Saved data entries:
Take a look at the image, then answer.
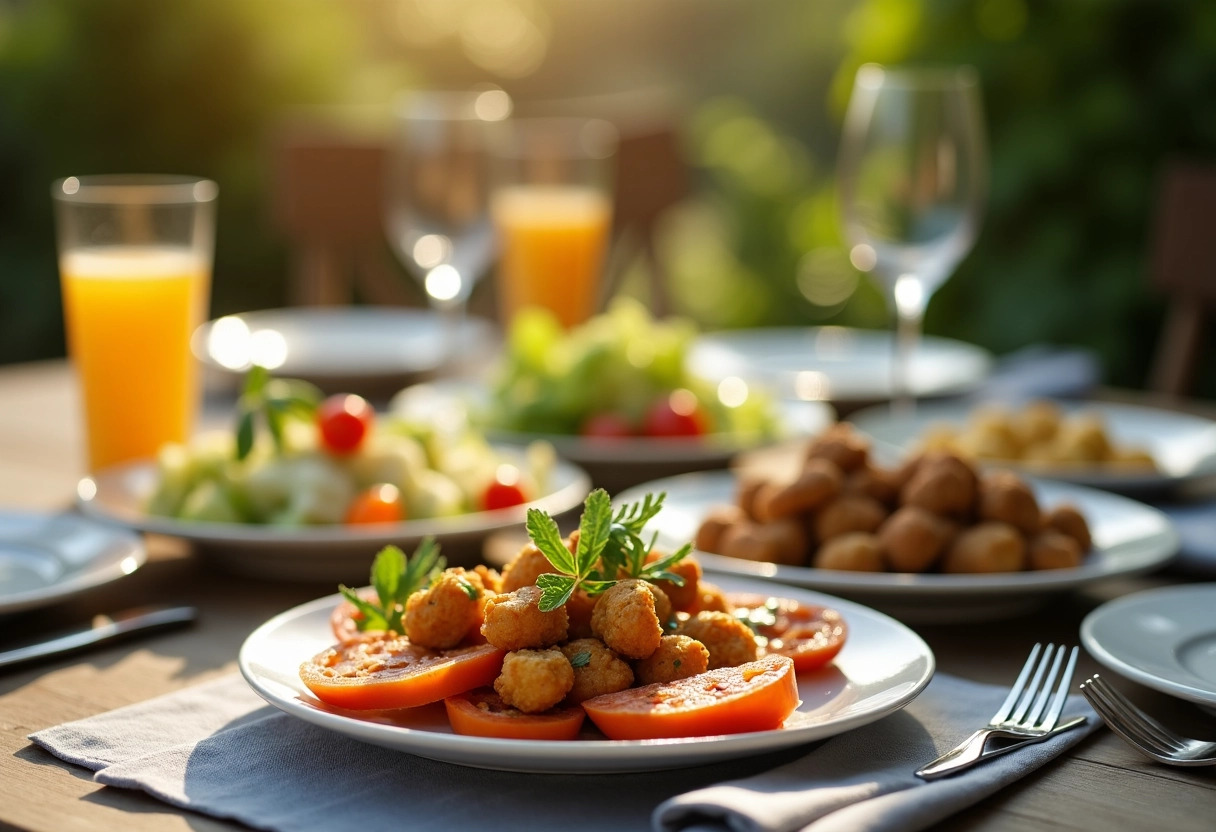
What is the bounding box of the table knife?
[0,605,197,671]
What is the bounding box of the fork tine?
[1009,643,1055,724]
[1088,675,1185,751]
[992,643,1043,723]
[1024,645,1067,727]
[1037,646,1079,731]
[1080,680,1170,761]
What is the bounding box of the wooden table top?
[1,359,1214,832]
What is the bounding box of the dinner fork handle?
[915,715,1088,780]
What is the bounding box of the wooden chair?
[1147,161,1216,396]
[270,128,413,307]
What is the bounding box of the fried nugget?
[814,531,885,572]
[560,638,634,704]
[813,495,888,542]
[1043,503,1092,551]
[717,517,808,566]
[494,648,573,713]
[977,470,1041,534]
[694,504,745,553]
[590,579,665,660]
[752,459,843,521]
[677,611,760,670]
[1027,529,1084,570]
[941,521,1026,573]
[806,424,870,472]
[878,506,952,572]
[404,568,487,649]
[480,585,568,650]
[633,634,710,685]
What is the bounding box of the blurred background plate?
[75,449,589,585]
[192,307,498,395]
[616,470,1178,624]
[688,327,992,410]
[392,380,836,493]
[0,510,145,615]
[849,399,1216,496]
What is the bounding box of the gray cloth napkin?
[29,671,1098,832]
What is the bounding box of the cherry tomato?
[580,412,635,440]
[728,593,848,673]
[480,464,528,511]
[317,394,374,454]
[642,389,709,438]
[444,689,586,740]
[581,654,798,740]
[345,484,406,525]
[300,635,505,710]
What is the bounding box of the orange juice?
[60,246,210,470]
[492,185,611,328]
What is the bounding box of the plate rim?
[688,325,994,401]
[237,575,935,773]
[0,509,146,615]
[193,306,498,378]
[1080,583,1216,707]
[615,469,1179,598]
[848,398,1216,491]
[74,451,591,549]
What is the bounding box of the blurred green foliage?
[0,0,364,362]
[660,0,1216,393]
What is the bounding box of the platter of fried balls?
[694,423,1093,575]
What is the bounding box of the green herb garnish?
[597,492,691,588]
[569,650,592,669]
[234,365,322,461]
[528,488,617,612]
[338,539,445,633]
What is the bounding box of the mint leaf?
[569,650,592,669]
[576,489,613,568]
[536,573,576,612]
[527,507,576,574]
[372,545,405,611]
[341,540,445,634]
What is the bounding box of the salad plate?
[75,451,590,584]
[391,380,835,493]
[849,399,1216,495]
[193,307,497,390]
[238,574,934,773]
[1081,584,1216,710]
[688,326,992,405]
[0,509,145,615]
[616,471,1179,623]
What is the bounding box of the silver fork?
[916,643,1086,780]
[1079,674,1216,767]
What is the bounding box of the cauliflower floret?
[677,611,760,669]
[560,638,633,704]
[494,648,574,713]
[404,568,486,649]
[480,585,568,650]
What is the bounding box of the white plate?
[616,471,1179,623]
[75,451,590,584]
[391,381,835,493]
[849,399,1216,494]
[0,510,145,615]
[193,307,497,385]
[1082,584,1216,709]
[238,574,934,773]
[688,326,992,404]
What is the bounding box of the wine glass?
[383,88,512,360]
[837,64,987,416]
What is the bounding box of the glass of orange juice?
[490,117,618,329]
[52,175,217,472]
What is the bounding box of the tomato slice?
[345,483,406,525]
[317,394,374,454]
[581,654,799,740]
[642,390,710,438]
[728,593,847,673]
[300,635,505,710]
[445,689,586,740]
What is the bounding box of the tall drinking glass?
[384,89,511,351]
[837,64,987,415]
[490,117,617,329]
[53,175,217,472]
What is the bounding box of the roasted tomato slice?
[300,634,504,710]
[580,654,799,740]
[444,689,586,740]
[728,593,847,673]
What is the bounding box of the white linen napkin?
[29,671,1097,832]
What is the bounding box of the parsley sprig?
[526,489,691,612]
[528,489,617,611]
[338,539,445,633]
[598,492,691,587]
[235,365,322,461]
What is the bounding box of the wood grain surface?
[1,361,1214,832]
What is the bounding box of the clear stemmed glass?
[837,64,987,415]
[383,88,512,360]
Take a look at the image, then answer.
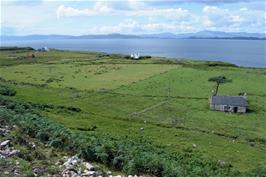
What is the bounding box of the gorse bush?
[0,97,265,177]
[0,86,16,96]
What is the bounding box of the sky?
[1,0,266,35]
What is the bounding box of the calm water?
[1,39,265,68]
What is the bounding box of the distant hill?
[1,33,140,40]
[140,31,265,39]
[1,31,265,40]
[176,30,266,39]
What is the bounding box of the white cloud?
[2,0,266,35]
[240,7,248,11]
[1,1,53,30]
[202,5,266,32]
[128,7,191,20]
[56,2,113,18]
[56,2,191,20]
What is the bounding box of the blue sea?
[1,38,265,68]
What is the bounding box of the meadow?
[0,48,265,176]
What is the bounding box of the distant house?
[130,53,140,60]
[209,95,248,113]
[37,46,49,52]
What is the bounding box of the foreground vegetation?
[0,47,265,176]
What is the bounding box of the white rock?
[30,142,36,148]
[218,160,226,166]
[192,143,197,148]
[0,140,10,148]
[0,128,10,135]
[84,171,95,175]
[84,162,94,171]
[8,149,20,157]
[0,154,5,159]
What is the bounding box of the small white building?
[130,53,140,60]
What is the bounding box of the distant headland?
[1,30,265,40]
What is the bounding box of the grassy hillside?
[0,48,265,176]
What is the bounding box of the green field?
[0,48,266,175]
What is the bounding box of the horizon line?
[2,30,266,37]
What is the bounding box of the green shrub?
[0,86,16,96]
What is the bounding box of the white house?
[130,53,140,59]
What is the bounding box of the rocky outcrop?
[59,155,146,177]
[0,123,146,177]
[0,129,20,159]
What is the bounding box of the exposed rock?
[0,127,10,136]
[0,140,11,149]
[33,167,46,176]
[0,154,5,159]
[63,155,80,169]
[61,155,101,177]
[84,170,95,175]
[84,162,94,171]
[29,142,36,149]
[8,149,20,157]
[15,160,20,165]
[192,143,197,148]
[0,147,20,158]
[218,160,226,166]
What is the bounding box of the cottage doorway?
[233,107,238,113]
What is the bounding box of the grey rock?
[8,150,20,157]
[83,171,95,175]
[192,143,197,148]
[0,140,11,149]
[218,160,226,166]
[84,162,94,171]
[0,128,10,136]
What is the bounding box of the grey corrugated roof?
[211,95,248,107]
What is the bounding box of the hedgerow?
[0,97,264,177]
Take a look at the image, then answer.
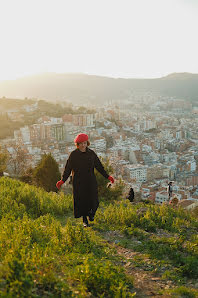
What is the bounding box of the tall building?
[126,164,147,183]
[20,126,31,143]
[51,124,66,141]
[73,114,94,127]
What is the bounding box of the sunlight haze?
[0,0,197,81]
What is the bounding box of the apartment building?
[126,164,147,183]
[73,114,94,127]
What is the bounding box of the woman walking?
[56,133,114,227]
[127,187,135,202]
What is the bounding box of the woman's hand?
[108,176,114,184]
[56,180,64,189]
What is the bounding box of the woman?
[127,187,134,202]
[167,181,173,201]
[56,133,114,227]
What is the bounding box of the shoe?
[88,215,94,222]
[83,216,89,227]
[83,222,90,227]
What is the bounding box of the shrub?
[73,258,134,297]
[95,158,124,201]
[5,257,33,297]
[33,153,61,192]
[0,177,73,219]
[169,286,197,298]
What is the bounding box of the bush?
[5,257,33,297]
[73,258,134,297]
[95,158,124,201]
[0,177,73,219]
[33,153,61,192]
[0,214,109,296]
[170,286,197,298]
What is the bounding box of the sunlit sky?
[0,0,197,81]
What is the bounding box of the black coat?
[127,188,134,202]
[62,147,109,218]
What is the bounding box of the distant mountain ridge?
[0,72,198,104]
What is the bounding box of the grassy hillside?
[0,177,197,297]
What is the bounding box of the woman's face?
[78,141,87,152]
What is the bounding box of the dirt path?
[101,230,174,297]
[58,218,175,296]
[116,246,173,297]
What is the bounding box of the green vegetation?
[168,286,198,297]
[0,114,22,139]
[0,178,73,219]
[33,153,61,192]
[0,177,134,297]
[95,159,124,201]
[0,146,8,174]
[0,176,197,296]
[94,201,198,285]
[0,98,96,139]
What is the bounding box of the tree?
[19,167,34,184]
[0,146,8,175]
[95,158,124,201]
[33,154,61,192]
[8,144,29,176]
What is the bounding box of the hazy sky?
[0,0,197,80]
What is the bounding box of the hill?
[0,177,198,297]
[0,72,198,104]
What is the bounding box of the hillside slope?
[0,177,197,297]
[0,72,198,104]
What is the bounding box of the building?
[155,191,169,204]
[91,138,106,152]
[73,114,94,127]
[126,164,147,183]
[51,124,66,141]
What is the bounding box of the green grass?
[0,177,134,297]
[94,200,198,284]
[0,177,198,296]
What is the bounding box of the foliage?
[0,146,8,173]
[95,158,124,201]
[0,177,73,219]
[8,144,29,176]
[0,178,134,297]
[73,258,135,297]
[5,257,33,297]
[95,201,197,232]
[0,113,22,139]
[169,286,198,297]
[1,174,198,295]
[33,153,61,192]
[191,206,198,218]
[19,167,34,184]
[0,98,95,139]
[95,201,198,281]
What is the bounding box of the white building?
[176,131,182,139]
[187,159,196,172]
[155,191,182,204]
[155,191,169,204]
[126,164,147,183]
[20,126,31,143]
[143,120,156,131]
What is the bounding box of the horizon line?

# What needs to be done
Locate "What is the bounding box of the woman's face?" in the data above. Then repeat, exactly, its line and each line after it through the last, adding nothing.

# Output
What is the bounding box of the woman's face?
[78,141,87,152]
What is the bounding box of the dirt path?
[101,230,174,297]
[58,218,175,296]
[116,246,173,297]
What is the bounding box of the green vegetation?
[168,286,198,297]
[0,114,22,139]
[0,178,73,219]
[33,153,61,192]
[0,177,134,297]
[95,159,124,201]
[0,146,8,174]
[0,176,197,296]
[94,201,198,285]
[0,98,96,139]
What is the bounding box of the tree?
[19,167,34,184]
[0,146,8,175]
[95,158,124,201]
[33,154,61,192]
[8,144,29,176]
What is the bounding box of the hazy sky?
[0,0,197,80]
What is the bounding box of the hill?
[0,177,198,297]
[0,72,198,104]
What is the bounding box of the hillside slope?
[0,177,197,297]
[0,72,198,104]
What is the bounding box of the building?
[155,191,169,204]
[91,138,106,152]
[73,114,94,127]
[126,164,147,183]
[51,124,66,141]
What is the bounding box of the green grass?
[0,177,134,297]
[94,200,198,284]
[0,177,198,296]
What is the bounding box of the foliage?
[0,146,8,173]
[95,158,124,201]
[0,177,73,219]
[8,144,29,176]
[0,178,134,297]
[73,258,135,297]
[5,257,33,297]
[95,201,197,232]
[0,113,22,139]
[169,286,198,297]
[1,174,198,295]
[33,153,61,192]
[191,206,198,218]
[19,167,34,184]
[0,98,95,139]
[95,201,198,281]
What is the bounding box of the white building?
[176,131,182,139]
[187,159,196,172]
[155,191,182,204]
[155,191,169,204]
[126,164,147,183]
[20,126,31,143]
[143,120,156,131]
What is the bounding box of the horizon line?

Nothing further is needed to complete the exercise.